### YOUR INSTRUCTIONS
Copy each record below without changing a single word.

[Referring expression pointing data]

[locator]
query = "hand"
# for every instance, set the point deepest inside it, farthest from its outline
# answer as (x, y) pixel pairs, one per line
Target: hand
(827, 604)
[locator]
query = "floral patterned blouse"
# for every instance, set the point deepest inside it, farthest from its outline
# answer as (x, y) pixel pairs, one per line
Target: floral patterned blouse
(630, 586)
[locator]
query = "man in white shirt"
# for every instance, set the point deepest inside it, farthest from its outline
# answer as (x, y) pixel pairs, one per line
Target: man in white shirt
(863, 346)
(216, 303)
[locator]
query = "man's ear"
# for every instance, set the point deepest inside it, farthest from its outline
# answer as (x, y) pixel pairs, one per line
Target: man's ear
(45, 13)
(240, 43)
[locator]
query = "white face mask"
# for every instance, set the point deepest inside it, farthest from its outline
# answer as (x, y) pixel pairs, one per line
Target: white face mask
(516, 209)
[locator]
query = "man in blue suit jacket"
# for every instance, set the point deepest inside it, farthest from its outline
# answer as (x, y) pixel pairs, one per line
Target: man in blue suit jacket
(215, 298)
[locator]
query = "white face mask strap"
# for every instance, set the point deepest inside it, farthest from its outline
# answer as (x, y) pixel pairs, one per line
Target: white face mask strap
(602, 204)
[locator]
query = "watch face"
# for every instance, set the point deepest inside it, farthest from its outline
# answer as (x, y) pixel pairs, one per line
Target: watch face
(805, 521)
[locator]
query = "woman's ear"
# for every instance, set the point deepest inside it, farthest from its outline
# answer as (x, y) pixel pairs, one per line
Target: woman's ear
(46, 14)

### OUTPUT FOR THIS EXERCISE
[locator]
query = "hand"
# for every instance, set the point deepest inside it, farthest from its outline
# answer as (x, y) pixel pairs, one per line
Target: hand
(827, 604)
[locator]
query = "floral patterned blouse"
# for every instance, set the point deepest inside it, farthest from its outline
# answer as (x, y) pixel pairs, one per line
Target: floral patterned blouse
(630, 586)
[locator]
query = "man in white shirt"
# for every instance, set the point deepest inside it, farthest from its outline
# answer as (x, y) pixel pairs, one per line
Target: man in white shirt
(863, 346)
(216, 303)
[locator]
query = "man's ear"
# for every instance, set the point deepest inside it, farthest from its outline
# answer as (x, y) pixel pairs, one per line
Target: man's ear
(45, 13)
(240, 43)
[locator]
query = "white face mask"
# for every instance, set the point deepest inside it, farthest from its outline
# answer as (x, y) pixel pairs, one per line
Target: white face mask
(516, 209)
[locator]
query = "man in blue suit jacket"
# for every instance, set the point deepest inside it, farthest from its outline
# answer as (x, y) pixel pairs, one per line
Target: man in blue suit jacket
(215, 298)
[locator]
query = "white face mask strap"
# for every instance, set the point deepest inside it, farthest from its outline
# answer as (x, y) pixel pairs, one per line
Target: white face mask strap
(602, 204)
[locator]
query = "watch face"
# for every instance, set the point deepest inside it, farthest from its outline
# answer as (x, y) pixel pairs, one per line
Target: watch face
(805, 521)
[locator]
query = "woman's ear"
# for every instance, set the point deepest inside it, farthest from its outline
# answer as (x, y) pixel pairs, one per line
Target: woman's ear
(46, 14)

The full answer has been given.